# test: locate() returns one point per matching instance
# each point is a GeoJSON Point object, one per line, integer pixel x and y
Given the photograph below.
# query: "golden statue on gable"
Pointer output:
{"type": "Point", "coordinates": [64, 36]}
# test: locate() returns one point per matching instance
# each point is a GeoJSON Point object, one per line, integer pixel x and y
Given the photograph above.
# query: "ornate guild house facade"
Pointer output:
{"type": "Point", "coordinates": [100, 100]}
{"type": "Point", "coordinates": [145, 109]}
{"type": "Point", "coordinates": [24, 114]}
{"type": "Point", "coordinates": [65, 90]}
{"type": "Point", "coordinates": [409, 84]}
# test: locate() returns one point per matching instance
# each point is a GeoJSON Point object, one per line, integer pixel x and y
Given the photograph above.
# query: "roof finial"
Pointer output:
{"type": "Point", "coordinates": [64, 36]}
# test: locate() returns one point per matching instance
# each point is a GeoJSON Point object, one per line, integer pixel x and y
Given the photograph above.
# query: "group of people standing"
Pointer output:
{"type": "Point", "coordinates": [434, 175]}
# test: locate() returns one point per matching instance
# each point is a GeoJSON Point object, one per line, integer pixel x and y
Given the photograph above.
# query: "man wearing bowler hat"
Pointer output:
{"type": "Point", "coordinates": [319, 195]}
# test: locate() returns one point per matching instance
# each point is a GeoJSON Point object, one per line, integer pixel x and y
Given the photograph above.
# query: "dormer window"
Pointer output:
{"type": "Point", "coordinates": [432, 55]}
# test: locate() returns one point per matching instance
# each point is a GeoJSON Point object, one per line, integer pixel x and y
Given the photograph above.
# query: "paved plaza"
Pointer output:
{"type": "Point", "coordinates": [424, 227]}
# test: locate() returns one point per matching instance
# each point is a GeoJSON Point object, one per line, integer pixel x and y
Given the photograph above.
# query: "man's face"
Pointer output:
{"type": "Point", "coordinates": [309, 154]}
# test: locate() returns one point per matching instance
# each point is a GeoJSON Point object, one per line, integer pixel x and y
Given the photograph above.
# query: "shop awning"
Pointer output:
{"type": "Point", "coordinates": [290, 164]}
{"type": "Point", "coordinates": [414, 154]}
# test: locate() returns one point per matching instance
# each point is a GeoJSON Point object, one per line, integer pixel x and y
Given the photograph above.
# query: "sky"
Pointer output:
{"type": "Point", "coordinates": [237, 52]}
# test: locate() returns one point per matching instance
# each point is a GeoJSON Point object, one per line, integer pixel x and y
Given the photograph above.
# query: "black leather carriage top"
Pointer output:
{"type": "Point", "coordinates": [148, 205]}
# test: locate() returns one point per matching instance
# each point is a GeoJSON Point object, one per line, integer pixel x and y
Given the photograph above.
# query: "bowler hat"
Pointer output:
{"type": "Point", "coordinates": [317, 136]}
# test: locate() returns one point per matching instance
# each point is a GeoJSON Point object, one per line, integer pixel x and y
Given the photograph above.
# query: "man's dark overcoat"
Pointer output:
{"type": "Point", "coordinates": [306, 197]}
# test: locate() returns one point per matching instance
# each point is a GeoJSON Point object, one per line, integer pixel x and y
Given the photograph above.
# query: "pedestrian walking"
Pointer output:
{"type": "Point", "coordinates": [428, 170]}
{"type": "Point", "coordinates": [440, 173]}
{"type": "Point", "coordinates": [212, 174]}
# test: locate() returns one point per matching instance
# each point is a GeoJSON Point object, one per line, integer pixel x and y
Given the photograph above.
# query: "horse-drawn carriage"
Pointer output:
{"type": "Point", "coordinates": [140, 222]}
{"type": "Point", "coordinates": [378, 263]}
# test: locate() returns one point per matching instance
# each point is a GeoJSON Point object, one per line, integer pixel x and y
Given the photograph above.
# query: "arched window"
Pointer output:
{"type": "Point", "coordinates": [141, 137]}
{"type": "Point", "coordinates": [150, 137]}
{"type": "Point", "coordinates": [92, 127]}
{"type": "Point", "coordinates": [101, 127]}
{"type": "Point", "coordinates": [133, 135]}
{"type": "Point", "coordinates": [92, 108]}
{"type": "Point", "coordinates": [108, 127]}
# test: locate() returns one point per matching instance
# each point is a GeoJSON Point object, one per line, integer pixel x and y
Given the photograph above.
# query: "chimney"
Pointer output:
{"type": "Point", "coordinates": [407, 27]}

» **Goal of the exercise**
Copy all data exactly, start to finish.

» **Exercise output**
# test: locate() returns one point per matching instance
# each point is a GeoJSON Point object, one per line, integer pixel x and y
Given the photograph below.
# query: "golden statue on gable"
Pointer output:
{"type": "Point", "coordinates": [64, 36]}
# test: locate() returns one point per matching instance
# each point is a GeoJSON Point object, one per line, integer pixel x and y
Given the photograph above.
# query: "ornate guild house facade"
Pointer output:
{"type": "Point", "coordinates": [100, 100]}
{"type": "Point", "coordinates": [145, 109]}
{"type": "Point", "coordinates": [24, 114]}
{"type": "Point", "coordinates": [65, 90]}
{"type": "Point", "coordinates": [409, 84]}
# test: locate() returns one point per matching instance
# each point is a GeoJSON Point object, one per line, integer pixel x and y
Given the photograph above.
# query: "roof finial"
Pointer output:
{"type": "Point", "coordinates": [64, 36]}
# test: locate() returns one point per matching instance
# each point is a GeoJSON Point object, one per line, integer pixel x and y
Given the photograph above.
# query: "group of people standing"
Pointer output:
{"type": "Point", "coordinates": [434, 175]}
# test: locate() returns one point per matching instance
# each point is a GeoJSON Point object, one per line, integer pixel x and y
Given the photograph above.
# query: "man wearing bowler hat"
Pointer output:
{"type": "Point", "coordinates": [319, 195]}
# test: locate() returns one point per matching instance
# each point is a GeoJSON Point object, one per line, integer pixel x and y
Given the photograph above.
# query: "dormer window"
Pointer output:
{"type": "Point", "coordinates": [432, 55]}
# test: locate() returns one point per matching instance
# each point is a GeoJSON Point object, one per line, integer pixel x and y
Given the photograph above.
# query: "paved plaza"
Pointer output:
{"type": "Point", "coordinates": [424, 227]}
# test: locate() returns one point per matching instance
# each point is a GeoJSON Point object, one per line, integer pixel x and y
Given the photograph above.
# query: "man's face"
Pointer output:
{"type": "Point", "coordinates": [309, 154]}
# test: locate() returns one point per matching instance
# each point is a GeoJSON Point object, one per line, integer pixel x and y
Given the photograph above.
# query: "shop awning"
Pointer output:
{"type": "Point", "coordinates": [290, 164]}
{"type": "Point", "coordinates": [414, 154]}
# test: locate() returns one point per matching instance
# each point is a GeoJSON Point object, one per line, integer pixel x and y
Given the photograph above.
# query: "sky"
Pointer output:
{"type": "Point", "coordinates": [237, 52]}
# test: locate() returns one point per matching instance
# each point is a GeoJSON Point object, one per line, integer pixel x and y
Given the photograph above.
# query: "black leather carriage top"
Pointer output:
{"type": "Point", "coordinates": [148, 205]}
# test: locate() returns one point per matching instance
# each point is a GeoJSON Point object, one per line, integer pixel x and y
Given the photograph above.
# query: "bowler hat"
Pointer output:
{"type": "Point", "coordinates": [317, 136]}
# test: locate() returns one point per matching instance
# each point is a GeoJSON Point object, one per line, integer pixel x and y
Given the photograph above.
# query: "man's dark overcoat"
Pointer output:
{"type": "Point", "coordinates": [306, 197]}
# test: locate() returns one point per matching instance
# each point is a GeoJSON Point object, one per line, integer pixel x and y
Given the photograph above.
# query: "pedestrian walking"
Pointer output:
{"type": "Point", "coordinates": [428, 170]}
{"type": "Point", "coordinates": [440, 173]}
{"type": "Point", "coordinates": [212, 174]}
# test: locate() returns one point per matching instance
# each point is a GeoJSON Point object, one per line, integer pixel x and y
Given the photograph above.
# query: "horse-drawn carriage"
Pointer output:
{"type": "Point", "coordinates": [140, 222]}
{"type": "Point", "coordinates": [378, 263]}
# test: locate() returns one point per matching instance
# each point is a GeoJSON Point object, one per line, integer pixel x and y
Given the photograph above.
# query: "arched window"
Pointer output:
{"type": "Point", "coordinates": [141, 137]}
{"type": "Point", "coordinates": [150, 137]}
{"type": "Point", "coordinates": [92, 127]}
{"type": "Point", "coordinates": [101, 127]}
{"type": "Point", "coordinates": [133, 135]}
{"type": "Point", "coordinates": [92, 108]}
{"type": "Point", "coordinates": [108, 127]}
# test: locate() returns one point per matching instance
# each point is a GeoJSON Point object, one per line, integer pixel x and y
Given the photograph above.
# query: "chimney"
Pointer output:
{"type": "Point", "coordinates": [407, 27]}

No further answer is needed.